- **Fragmento para leer**
-*-

Mi perro Hoffer no cuenta en su haber con ninguna característica especialmente destacable. Dentro de poco, cuando ya no esté, no podré contar anécdotas de su gran inteligencia, ni de su tremenda agilidad, ni de su perfecta morfología.
Llegó como un regalo para mi padre. A los tres meses probó la procesionaria, y la necrosia producida en su boca hizo hizo necesaria la amputación de un trozo de su lengua. Desde entonces maneja la boca con escasa pericia, y darle un premio implica poner en riesgo un trozo de dedo que no acierta a distinguir demasiado bien.
Torpe también de movimientos, no tardé en comprobar su escasa agilidad en sus varias caídas al río. En una ocasión me tiré vestido y con los bolsillos llenos para sacarlo de un profundo meandro. Mis sobrinos me preguntaron si hubiese actuado tan rápido de haber sido ellos.
Recuerdo su barriga de cachorro, sin pelo y llena de ronchas por meterse dónde no debía la primera vez que lo llevé de acampada a la montaña. Y recuerdo como aquella vez, en Piornedo, escapó asustado de Satán, un enorme perro que se encargó de enseñarle que no todos tenemos porque ser amigos. Un año más tarde nos lo volvimos a encontrar, y estúpidamente no puedo evitar recordar con orgullo como esta vez fué Satán el que tomó las de Villadiego.
Las primeras sesiones en las que pusé en práctica lo que había aprendido de adiestramiento me demostraron que no todos los pastores alemanes son tan listos como dicen. Su más joven compañera Pelocha tardaba la mitad de tiempo en aprender lo mismo que él.

-*-

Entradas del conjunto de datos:
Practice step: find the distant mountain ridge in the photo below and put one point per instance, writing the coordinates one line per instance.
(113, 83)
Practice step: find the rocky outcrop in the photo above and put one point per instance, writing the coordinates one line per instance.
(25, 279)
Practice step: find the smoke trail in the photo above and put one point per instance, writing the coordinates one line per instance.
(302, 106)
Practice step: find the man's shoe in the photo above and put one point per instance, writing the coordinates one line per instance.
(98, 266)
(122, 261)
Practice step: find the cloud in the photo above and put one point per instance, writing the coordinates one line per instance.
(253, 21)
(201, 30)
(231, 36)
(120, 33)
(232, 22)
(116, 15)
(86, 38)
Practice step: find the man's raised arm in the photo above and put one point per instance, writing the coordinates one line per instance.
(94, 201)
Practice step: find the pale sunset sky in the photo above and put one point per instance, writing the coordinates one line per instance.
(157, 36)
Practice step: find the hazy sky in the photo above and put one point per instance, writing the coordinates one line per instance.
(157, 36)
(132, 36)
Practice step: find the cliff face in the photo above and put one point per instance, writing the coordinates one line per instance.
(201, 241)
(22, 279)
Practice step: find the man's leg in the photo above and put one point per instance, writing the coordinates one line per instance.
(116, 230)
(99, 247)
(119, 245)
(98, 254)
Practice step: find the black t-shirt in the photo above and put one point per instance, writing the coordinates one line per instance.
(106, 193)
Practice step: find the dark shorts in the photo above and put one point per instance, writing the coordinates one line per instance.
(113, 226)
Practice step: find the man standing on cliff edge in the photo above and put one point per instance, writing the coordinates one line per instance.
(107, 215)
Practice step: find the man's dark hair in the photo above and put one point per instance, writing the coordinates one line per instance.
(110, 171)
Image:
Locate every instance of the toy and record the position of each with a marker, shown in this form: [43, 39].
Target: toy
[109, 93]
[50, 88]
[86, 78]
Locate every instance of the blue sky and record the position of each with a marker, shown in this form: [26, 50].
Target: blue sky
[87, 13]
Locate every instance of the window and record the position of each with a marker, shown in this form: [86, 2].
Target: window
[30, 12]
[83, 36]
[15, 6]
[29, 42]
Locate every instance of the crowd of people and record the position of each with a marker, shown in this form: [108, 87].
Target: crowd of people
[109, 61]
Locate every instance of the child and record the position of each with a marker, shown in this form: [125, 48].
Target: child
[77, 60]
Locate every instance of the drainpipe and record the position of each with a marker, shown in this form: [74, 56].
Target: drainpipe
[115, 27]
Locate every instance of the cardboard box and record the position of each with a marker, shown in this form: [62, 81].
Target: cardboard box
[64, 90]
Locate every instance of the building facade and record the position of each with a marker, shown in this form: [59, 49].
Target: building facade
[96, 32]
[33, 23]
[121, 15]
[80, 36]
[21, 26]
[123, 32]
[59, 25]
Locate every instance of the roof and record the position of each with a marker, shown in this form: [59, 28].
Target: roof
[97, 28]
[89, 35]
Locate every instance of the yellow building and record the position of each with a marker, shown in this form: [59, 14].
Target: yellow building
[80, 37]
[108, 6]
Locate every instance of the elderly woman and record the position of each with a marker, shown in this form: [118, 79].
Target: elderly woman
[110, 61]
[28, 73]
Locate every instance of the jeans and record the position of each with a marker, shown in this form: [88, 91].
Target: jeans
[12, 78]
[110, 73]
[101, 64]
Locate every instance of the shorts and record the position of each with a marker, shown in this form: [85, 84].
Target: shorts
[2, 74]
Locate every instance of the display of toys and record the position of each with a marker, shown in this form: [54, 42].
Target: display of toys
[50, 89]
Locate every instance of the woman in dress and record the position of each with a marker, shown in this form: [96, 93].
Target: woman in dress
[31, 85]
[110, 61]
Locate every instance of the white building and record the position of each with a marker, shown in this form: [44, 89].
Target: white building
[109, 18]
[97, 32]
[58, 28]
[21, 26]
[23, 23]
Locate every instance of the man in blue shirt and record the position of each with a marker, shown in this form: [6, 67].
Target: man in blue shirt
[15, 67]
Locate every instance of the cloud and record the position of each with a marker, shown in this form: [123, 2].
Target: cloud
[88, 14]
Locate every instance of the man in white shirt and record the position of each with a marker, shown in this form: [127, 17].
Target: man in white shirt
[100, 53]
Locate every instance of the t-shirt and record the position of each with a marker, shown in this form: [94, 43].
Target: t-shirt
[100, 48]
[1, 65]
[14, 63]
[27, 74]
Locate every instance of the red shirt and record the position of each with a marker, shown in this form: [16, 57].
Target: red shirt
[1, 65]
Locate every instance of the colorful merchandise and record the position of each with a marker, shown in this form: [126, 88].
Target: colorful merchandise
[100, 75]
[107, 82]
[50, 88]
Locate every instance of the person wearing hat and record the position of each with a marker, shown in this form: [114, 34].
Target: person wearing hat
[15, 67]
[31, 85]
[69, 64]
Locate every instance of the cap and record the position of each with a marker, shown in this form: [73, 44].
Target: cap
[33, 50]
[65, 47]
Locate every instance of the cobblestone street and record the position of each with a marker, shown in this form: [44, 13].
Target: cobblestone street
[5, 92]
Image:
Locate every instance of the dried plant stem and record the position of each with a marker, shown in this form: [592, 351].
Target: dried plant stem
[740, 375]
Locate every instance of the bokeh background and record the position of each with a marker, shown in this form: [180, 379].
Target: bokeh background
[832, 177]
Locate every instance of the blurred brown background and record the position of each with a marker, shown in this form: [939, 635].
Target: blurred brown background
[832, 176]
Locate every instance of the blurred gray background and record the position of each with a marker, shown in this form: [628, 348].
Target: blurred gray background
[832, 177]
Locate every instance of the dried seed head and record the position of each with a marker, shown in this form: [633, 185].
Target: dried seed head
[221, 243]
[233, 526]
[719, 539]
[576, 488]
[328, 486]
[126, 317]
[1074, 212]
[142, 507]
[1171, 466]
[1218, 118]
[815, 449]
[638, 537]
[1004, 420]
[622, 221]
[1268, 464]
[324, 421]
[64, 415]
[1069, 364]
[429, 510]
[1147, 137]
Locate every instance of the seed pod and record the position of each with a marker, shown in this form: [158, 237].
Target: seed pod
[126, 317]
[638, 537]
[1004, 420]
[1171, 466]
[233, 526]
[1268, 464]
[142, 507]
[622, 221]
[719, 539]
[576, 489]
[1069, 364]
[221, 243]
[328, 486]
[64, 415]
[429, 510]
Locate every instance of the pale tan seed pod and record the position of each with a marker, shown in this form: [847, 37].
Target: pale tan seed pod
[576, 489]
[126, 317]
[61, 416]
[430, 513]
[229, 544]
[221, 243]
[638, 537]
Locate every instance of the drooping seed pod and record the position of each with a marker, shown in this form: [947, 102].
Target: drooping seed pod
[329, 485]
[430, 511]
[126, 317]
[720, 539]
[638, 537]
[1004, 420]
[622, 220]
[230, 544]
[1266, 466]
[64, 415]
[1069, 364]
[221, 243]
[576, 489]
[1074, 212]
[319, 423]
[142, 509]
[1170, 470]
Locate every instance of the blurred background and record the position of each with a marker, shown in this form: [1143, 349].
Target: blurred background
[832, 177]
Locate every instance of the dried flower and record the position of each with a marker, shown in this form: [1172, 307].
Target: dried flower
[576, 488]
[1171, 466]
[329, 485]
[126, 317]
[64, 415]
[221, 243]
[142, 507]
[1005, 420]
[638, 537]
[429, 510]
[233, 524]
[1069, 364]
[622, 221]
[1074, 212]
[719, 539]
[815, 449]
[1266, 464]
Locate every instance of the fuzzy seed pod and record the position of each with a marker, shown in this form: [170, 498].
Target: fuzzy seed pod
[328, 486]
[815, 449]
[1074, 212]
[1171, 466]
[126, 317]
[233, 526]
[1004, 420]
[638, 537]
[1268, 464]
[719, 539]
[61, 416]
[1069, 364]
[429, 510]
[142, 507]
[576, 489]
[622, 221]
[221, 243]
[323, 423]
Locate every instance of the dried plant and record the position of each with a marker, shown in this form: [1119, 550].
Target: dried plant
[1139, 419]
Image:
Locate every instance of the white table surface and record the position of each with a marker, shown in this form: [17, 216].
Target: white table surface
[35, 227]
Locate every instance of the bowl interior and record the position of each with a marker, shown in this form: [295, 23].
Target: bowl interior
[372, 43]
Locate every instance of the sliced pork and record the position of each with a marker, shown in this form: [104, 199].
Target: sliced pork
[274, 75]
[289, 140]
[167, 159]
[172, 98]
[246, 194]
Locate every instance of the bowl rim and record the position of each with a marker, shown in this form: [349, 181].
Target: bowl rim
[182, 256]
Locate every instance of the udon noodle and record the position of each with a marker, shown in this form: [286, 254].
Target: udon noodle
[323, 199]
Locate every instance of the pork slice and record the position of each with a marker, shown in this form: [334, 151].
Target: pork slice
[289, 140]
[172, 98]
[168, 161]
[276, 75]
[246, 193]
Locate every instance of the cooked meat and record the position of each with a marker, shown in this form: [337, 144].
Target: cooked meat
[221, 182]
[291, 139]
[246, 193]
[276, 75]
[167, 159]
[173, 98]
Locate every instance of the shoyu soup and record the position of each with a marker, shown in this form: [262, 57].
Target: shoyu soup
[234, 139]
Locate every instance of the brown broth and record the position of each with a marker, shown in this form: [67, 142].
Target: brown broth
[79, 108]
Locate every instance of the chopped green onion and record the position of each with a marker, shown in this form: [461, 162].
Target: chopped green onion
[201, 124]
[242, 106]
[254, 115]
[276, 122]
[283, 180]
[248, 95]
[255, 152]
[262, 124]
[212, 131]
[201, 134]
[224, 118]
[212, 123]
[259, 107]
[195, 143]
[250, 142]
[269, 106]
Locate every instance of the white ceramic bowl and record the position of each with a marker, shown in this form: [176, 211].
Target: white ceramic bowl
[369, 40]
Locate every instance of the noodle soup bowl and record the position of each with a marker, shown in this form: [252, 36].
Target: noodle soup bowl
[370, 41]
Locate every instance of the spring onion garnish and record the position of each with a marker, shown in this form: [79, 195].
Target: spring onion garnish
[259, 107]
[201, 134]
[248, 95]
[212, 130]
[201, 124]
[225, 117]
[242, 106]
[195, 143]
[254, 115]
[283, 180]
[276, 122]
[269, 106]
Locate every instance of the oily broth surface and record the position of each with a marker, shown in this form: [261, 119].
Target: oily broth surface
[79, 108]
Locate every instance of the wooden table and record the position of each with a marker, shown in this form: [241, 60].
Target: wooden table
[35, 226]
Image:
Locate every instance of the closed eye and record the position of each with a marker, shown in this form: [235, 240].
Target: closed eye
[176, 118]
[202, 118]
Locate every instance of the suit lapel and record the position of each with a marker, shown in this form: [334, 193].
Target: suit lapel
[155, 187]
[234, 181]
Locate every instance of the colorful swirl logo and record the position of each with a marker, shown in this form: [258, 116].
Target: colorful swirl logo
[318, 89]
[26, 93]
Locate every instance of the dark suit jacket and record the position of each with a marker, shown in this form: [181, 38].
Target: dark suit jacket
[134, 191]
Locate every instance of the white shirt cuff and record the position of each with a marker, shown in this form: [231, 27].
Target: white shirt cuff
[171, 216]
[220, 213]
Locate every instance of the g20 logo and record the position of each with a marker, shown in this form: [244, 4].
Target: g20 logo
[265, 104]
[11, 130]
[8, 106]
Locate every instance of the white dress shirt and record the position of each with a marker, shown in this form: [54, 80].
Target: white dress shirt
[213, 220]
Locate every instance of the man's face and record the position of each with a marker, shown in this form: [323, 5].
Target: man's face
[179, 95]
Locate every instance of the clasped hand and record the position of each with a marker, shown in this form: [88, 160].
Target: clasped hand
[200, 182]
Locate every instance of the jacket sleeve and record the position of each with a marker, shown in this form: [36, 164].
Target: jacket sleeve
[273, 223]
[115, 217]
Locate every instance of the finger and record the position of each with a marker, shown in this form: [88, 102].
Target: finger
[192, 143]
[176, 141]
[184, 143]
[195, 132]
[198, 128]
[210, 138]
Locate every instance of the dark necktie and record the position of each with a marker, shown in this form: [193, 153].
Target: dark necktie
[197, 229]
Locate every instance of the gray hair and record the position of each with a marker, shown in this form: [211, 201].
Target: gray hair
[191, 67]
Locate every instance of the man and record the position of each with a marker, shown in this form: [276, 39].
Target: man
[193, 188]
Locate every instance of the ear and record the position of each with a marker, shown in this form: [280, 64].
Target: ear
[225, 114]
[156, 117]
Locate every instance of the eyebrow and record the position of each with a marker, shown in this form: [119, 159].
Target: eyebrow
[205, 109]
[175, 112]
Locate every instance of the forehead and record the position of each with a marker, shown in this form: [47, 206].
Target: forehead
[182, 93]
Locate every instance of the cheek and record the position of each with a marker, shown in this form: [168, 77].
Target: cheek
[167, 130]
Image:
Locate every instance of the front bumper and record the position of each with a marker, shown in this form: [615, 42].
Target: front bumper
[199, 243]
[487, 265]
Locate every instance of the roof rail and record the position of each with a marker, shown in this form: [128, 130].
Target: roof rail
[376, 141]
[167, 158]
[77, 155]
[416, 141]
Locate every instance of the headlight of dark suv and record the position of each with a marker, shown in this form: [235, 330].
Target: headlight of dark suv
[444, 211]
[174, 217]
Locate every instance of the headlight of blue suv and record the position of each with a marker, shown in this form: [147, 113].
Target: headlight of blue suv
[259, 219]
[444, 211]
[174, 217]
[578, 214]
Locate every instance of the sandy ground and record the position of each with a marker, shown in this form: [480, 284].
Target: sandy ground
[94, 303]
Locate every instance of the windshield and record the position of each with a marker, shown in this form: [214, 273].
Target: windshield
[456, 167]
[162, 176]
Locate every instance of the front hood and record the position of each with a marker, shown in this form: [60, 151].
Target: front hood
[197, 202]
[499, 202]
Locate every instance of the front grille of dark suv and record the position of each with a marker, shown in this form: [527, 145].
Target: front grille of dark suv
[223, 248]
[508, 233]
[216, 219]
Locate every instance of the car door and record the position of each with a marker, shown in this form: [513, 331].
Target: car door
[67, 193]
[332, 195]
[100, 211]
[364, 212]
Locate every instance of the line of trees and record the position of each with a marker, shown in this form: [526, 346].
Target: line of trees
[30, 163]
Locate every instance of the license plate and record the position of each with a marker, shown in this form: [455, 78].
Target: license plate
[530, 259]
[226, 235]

-*-

- **Solicitud de trabajo A**
Traduce al inglés esta oración del texto sobre el perro Hoffer: "En una ocasión me tiré vestido y con los bolsillos llenos para sacarlo de un profundo meandro."
- **Solicitud de trabajo B**
Vuelve a escribir sin ningún cambio todo lo que va en el texto sobre el perro Hoffer desde "Torpe también de" hasta "las de Villadiego.".
El listado no tiene relación con el texto sobre el perro Hoffer.

- **Respuesta escrita A**
Once I jumped in fully clothed, with my pockets full, to pull him out of a deep meander.

- **Respuesta escrita B**
Torpe también de movimientos, no tardé en comprobar su escasa agilidad en sus varias caídas al río. En una ocasión me tiré vestido y con los bolsillos llenos para sacarlo de un profundo meandro. Mis sobrinos me preguntaron si hubiese actuado tan rápido de haber sido ellos.
Recuerdo su barriga de cachorro, sin pelo y llena de ronchas por meterse dónde no debía la primera vez que lo llevé de acampada a la montaña. Y recuerdo como aquella vez, en Piornedo, escapó asustado de Satán, un enorme perro que se encargó de enseñarle que no todos tenemos porque ser amigos. Un año más tarde nos lo volvimos a encontrar, y estúpidamente no puedo evitar recordar con orgullo como esta vez fué Satán el que tomó las de Villadiego.